[Excerpts of point annotation data]
★ ★ ★ ★ ★

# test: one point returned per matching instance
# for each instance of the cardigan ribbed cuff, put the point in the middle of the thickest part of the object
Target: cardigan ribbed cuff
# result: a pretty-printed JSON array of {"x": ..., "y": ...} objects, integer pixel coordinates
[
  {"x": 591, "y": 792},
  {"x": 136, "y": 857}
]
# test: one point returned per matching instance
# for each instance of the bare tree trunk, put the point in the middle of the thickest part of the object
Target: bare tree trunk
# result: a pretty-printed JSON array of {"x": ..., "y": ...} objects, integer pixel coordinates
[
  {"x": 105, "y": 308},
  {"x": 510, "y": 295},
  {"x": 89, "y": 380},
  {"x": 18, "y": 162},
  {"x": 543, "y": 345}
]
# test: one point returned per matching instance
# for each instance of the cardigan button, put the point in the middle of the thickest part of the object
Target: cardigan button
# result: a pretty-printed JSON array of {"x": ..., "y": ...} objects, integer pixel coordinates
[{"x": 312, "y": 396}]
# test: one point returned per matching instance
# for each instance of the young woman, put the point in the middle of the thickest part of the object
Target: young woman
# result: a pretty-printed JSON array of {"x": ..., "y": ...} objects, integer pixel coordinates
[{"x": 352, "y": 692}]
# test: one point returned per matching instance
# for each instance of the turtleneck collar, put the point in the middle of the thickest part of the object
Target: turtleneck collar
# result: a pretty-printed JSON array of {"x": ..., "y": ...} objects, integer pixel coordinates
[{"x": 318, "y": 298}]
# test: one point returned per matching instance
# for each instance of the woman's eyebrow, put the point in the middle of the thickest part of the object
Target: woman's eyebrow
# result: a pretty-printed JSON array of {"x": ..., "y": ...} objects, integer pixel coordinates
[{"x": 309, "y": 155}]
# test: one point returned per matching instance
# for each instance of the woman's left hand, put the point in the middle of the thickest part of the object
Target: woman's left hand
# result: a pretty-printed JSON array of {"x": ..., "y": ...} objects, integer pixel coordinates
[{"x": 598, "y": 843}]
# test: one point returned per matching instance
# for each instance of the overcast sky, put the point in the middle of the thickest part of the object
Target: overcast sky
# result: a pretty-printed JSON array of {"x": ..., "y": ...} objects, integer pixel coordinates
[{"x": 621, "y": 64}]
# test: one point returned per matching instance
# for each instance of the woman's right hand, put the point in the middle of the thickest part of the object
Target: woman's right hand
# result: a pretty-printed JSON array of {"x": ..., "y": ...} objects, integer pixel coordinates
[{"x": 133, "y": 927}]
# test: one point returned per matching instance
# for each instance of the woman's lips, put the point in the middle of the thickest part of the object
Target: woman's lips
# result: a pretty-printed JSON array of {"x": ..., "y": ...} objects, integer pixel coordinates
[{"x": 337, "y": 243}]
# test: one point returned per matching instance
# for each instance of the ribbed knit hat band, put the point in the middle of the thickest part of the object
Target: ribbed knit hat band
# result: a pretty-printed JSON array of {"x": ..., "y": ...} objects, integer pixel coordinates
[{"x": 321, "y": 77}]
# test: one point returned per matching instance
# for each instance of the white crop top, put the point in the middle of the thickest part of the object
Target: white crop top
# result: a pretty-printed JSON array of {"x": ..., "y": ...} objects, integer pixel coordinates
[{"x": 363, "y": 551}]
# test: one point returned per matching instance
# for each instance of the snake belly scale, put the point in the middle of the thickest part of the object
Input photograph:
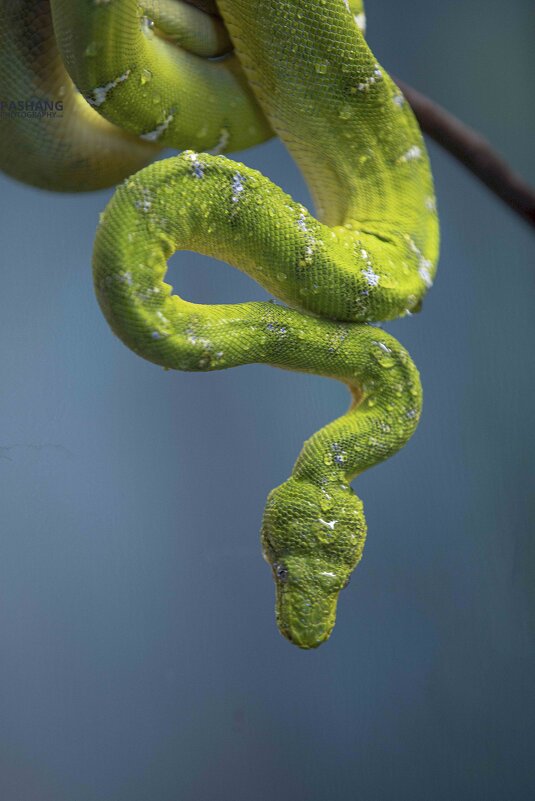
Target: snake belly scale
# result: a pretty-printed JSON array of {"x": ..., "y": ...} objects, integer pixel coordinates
[{"x": 301, "y": 69}]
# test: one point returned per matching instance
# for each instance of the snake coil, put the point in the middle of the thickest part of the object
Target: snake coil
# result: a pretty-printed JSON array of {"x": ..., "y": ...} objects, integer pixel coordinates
[{"x": 168, "y": 73}]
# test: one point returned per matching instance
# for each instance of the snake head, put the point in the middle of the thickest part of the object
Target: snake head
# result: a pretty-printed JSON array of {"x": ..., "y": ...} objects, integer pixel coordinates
[{"x": 313, "y": 538}]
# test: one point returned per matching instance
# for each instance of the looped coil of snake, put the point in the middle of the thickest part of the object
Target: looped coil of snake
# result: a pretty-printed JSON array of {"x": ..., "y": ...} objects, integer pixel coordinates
[{"x": 131, "y": 77}]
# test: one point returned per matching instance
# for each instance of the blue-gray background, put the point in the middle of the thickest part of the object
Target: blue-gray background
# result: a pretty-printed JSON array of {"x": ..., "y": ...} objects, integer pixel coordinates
[{"x": 139, "y": 654}]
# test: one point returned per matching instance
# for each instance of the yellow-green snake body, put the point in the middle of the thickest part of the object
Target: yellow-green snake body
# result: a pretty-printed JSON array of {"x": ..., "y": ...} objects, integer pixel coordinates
[{"x": 302, "y": 69}]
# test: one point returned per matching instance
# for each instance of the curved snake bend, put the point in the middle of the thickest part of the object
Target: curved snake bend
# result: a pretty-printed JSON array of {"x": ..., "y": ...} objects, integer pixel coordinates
[{"x": 370, "y": 255}]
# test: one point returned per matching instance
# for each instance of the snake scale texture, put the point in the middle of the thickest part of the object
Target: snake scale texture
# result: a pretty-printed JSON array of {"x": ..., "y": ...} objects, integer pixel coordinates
[{"x": 205, "y": 80}]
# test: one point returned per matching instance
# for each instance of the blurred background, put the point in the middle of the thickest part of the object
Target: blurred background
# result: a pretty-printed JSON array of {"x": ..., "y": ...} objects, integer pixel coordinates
[{"x": 139, "y": 653}]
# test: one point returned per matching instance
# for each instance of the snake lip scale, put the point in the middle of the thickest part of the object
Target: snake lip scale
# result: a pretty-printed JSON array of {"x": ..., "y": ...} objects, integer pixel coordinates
[{"x": 207, "y": 80}]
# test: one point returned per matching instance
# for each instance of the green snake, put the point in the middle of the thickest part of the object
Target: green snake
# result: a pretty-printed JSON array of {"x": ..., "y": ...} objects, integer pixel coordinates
[{"x": 169, "y": 73}]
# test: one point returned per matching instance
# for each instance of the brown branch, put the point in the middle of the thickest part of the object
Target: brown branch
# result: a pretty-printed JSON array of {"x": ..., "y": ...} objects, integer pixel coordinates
[{"x": 472, "y": 150}]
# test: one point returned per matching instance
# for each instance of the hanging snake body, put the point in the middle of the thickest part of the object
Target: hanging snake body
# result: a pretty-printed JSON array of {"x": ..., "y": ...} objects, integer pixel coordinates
[{"x": 301, "y": 69}]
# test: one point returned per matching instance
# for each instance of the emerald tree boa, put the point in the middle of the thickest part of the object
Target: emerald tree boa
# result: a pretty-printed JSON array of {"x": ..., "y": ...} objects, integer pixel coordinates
[{"x": 207, "y": 80}]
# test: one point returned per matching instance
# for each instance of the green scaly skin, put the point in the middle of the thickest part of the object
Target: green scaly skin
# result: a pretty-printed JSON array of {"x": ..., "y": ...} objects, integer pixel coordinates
[{"x": 370, "y": 255}]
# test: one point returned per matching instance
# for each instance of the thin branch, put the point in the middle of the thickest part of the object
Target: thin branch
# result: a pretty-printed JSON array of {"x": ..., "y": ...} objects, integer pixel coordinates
[{"x": 472, "y": 150}]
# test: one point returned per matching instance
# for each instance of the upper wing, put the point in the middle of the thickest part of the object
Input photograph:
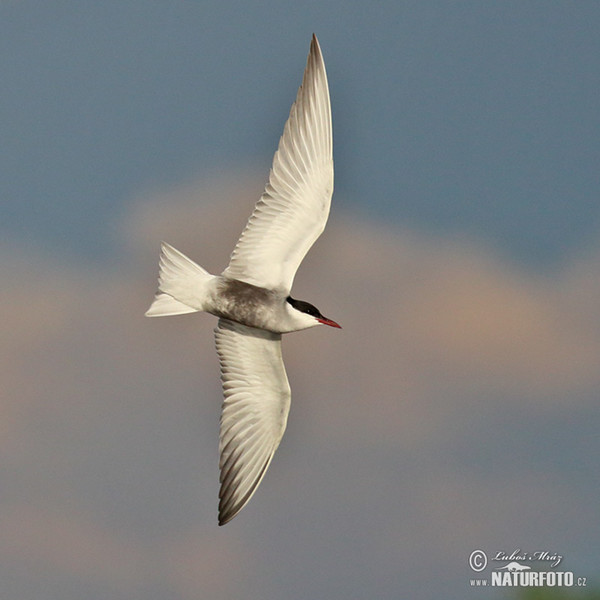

★ ★ ★ ★ ★

> _Exercise task_: Please identify every line above that contains the word "thin" and copy each one out.

> _Output for this task_:
# for each instance of the thin branch, put the point in the middle of the thickest part of the object
Target: thin branch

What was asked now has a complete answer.